Recorded data:
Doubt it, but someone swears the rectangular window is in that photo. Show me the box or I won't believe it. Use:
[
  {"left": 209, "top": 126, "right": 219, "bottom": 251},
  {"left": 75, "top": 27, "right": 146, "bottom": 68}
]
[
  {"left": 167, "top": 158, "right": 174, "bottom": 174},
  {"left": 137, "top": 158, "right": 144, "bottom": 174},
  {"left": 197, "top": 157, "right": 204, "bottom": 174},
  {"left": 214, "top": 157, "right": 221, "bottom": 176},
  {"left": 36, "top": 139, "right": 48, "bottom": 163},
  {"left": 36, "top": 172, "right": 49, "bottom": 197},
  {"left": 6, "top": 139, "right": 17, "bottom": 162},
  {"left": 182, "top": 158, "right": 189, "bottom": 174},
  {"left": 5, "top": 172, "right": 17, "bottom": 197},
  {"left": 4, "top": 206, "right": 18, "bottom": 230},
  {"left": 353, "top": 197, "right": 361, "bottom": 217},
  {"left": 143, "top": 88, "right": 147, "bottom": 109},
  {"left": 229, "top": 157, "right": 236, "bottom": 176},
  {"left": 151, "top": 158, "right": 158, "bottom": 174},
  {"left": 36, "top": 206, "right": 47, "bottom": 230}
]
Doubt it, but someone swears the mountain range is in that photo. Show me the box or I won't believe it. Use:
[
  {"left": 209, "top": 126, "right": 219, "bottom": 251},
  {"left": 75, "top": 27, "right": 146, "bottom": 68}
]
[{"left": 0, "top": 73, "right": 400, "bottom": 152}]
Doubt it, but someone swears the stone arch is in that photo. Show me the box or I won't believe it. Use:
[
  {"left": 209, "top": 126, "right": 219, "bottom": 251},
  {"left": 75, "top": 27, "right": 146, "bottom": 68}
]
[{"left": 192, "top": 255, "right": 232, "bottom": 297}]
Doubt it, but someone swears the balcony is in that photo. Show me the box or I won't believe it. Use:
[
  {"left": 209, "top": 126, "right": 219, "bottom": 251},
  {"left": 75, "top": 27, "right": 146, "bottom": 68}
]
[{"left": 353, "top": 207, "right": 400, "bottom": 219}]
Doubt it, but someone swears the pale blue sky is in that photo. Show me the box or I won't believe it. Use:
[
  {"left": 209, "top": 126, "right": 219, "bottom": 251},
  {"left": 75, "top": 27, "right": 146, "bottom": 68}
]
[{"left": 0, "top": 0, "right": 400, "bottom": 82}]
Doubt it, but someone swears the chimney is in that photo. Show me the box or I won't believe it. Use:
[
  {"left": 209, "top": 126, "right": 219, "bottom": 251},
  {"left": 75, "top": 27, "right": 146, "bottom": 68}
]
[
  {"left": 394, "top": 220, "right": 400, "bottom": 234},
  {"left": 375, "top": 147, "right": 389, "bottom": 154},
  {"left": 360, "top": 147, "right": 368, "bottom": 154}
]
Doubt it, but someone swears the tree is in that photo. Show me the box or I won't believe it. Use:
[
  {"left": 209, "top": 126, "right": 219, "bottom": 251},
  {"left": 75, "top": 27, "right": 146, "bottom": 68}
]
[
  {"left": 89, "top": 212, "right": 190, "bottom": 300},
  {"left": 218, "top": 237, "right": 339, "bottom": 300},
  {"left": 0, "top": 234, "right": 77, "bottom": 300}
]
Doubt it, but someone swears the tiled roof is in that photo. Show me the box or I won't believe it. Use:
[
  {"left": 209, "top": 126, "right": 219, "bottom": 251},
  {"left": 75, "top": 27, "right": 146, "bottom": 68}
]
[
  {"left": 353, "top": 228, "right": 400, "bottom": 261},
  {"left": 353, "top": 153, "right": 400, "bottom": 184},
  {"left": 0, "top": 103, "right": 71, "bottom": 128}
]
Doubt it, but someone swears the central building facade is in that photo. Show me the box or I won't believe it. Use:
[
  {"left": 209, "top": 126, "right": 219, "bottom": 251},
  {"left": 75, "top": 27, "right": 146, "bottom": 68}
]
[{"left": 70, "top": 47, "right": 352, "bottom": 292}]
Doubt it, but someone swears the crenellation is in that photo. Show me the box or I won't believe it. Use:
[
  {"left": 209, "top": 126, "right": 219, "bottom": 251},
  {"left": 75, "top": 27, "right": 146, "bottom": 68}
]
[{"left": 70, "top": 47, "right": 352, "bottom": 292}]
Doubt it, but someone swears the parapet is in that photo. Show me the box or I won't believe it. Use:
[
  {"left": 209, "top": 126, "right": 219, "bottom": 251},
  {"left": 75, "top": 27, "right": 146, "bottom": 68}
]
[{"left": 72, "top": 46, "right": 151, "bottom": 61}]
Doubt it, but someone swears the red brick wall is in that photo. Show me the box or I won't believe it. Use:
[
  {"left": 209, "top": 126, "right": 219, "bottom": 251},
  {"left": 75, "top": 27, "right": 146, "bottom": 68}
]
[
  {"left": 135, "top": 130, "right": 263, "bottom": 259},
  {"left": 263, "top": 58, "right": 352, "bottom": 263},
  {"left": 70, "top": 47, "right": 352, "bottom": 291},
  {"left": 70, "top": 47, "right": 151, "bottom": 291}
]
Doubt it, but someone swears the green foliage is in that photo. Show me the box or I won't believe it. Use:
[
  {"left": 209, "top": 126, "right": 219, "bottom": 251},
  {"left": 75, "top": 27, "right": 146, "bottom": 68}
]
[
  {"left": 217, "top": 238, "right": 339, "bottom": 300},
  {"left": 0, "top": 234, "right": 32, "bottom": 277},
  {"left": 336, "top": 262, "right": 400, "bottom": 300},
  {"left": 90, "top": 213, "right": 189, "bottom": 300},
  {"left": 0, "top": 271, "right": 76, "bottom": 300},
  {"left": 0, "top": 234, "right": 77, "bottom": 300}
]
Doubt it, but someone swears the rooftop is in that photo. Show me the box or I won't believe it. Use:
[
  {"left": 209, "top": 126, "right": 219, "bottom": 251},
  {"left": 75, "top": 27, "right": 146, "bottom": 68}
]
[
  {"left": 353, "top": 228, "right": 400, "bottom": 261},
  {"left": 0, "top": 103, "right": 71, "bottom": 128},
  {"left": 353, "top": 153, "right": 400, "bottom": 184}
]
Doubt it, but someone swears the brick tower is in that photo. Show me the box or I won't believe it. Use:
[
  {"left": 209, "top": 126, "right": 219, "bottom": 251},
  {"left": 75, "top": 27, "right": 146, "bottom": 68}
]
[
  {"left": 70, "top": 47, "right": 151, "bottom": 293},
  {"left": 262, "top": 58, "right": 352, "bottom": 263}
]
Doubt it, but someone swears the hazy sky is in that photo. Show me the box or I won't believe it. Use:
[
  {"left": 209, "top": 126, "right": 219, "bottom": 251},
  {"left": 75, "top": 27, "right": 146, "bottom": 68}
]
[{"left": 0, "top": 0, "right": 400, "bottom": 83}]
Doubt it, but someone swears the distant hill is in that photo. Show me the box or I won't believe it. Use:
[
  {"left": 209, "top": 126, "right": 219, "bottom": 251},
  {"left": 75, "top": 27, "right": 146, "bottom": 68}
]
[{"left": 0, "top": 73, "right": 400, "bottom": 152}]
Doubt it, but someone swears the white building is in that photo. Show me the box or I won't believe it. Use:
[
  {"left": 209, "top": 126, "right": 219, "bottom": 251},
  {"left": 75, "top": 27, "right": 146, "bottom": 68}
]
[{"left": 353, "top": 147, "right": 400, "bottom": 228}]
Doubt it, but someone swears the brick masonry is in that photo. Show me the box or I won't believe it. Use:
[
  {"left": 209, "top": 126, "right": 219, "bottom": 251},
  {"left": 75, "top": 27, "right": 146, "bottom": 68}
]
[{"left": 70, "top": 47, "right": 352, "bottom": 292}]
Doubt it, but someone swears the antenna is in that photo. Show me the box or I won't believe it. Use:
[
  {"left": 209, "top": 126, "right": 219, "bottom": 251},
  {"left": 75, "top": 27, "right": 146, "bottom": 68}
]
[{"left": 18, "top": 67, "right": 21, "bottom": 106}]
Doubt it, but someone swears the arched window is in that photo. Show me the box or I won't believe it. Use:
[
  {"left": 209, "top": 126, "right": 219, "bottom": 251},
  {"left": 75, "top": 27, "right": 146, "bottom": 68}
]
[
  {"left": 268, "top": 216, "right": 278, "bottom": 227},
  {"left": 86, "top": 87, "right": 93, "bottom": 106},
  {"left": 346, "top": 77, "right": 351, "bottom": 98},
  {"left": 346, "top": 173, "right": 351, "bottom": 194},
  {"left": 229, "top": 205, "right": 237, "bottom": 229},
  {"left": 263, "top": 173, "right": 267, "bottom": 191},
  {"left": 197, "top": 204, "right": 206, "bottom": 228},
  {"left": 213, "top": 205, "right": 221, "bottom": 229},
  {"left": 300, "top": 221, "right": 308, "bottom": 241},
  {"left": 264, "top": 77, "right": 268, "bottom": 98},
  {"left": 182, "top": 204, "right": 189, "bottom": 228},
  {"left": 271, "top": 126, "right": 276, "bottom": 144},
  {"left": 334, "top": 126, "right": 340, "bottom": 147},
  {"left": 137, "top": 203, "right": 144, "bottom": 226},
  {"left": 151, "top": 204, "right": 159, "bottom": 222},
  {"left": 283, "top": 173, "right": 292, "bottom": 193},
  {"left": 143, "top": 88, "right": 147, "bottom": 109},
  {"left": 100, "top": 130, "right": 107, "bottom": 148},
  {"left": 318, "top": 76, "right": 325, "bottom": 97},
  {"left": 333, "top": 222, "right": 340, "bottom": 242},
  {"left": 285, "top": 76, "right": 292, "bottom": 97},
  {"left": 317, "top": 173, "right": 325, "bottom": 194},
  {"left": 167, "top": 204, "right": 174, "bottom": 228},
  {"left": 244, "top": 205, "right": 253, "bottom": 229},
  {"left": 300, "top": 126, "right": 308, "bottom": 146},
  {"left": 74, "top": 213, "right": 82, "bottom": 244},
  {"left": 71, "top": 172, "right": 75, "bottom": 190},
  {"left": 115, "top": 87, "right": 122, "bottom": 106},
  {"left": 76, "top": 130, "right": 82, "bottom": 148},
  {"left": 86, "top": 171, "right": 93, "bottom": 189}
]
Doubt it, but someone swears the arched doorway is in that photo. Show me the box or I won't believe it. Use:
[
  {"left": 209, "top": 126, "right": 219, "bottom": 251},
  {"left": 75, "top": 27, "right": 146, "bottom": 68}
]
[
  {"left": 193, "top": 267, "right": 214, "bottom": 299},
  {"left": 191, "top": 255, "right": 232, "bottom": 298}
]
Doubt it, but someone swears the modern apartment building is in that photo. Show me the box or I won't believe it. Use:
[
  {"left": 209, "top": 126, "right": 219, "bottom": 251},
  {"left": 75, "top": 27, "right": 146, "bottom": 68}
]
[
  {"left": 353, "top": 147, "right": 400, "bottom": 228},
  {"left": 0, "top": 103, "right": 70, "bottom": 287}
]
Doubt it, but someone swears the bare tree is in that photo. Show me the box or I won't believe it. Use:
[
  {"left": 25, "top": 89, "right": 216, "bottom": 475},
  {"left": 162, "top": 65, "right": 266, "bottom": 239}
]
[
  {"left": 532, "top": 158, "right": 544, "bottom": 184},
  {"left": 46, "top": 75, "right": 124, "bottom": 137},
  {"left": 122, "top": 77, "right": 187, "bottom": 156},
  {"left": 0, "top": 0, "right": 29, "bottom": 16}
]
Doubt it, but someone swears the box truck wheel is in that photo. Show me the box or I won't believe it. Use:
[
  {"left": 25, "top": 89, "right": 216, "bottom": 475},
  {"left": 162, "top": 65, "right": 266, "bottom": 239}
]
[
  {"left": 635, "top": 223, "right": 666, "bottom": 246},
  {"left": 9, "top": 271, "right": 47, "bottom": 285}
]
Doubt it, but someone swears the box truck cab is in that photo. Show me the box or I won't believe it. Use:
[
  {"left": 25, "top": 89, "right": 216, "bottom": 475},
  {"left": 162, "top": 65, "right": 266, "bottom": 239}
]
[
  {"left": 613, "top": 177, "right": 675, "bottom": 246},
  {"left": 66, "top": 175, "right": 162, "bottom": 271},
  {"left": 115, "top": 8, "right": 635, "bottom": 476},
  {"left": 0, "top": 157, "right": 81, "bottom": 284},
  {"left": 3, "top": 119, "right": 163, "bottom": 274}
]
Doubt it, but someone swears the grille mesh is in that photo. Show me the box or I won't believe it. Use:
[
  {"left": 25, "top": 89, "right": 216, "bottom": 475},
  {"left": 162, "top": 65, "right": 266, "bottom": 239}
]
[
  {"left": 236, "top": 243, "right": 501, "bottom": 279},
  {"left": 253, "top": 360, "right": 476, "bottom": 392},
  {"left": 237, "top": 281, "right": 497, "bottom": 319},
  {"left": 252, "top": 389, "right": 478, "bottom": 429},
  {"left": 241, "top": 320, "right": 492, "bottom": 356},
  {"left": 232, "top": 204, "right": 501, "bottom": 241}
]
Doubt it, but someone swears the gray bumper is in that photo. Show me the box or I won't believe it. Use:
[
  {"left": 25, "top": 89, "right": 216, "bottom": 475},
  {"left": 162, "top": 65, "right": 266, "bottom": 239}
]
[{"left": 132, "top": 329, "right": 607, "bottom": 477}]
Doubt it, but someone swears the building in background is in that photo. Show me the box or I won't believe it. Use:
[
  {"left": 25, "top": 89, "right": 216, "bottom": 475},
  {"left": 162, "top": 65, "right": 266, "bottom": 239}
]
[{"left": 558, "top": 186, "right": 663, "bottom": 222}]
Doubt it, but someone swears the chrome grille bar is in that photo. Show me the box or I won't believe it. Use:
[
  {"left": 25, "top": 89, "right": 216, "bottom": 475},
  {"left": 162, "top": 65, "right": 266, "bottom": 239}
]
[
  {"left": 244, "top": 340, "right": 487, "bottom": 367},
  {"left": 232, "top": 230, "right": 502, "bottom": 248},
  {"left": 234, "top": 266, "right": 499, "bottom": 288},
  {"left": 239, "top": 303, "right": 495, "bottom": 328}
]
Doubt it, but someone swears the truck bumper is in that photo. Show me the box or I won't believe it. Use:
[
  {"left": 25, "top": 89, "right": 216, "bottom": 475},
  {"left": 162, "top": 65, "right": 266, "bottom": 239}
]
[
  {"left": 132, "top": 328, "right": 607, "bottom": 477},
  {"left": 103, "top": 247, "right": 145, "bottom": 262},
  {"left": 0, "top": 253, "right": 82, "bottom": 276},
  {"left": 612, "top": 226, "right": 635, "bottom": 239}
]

=== Your goal ===
Locate each line of the listing above that contains the word "window", and copy all of those lines.

=== The output ===
Doubt it, but someone swears the rectangular window is in that photo. Show me the box or I won't believe it. Use:
Doubt it, but someone swears the arched window is in that photo. Show me the box or I won't believe it. Use:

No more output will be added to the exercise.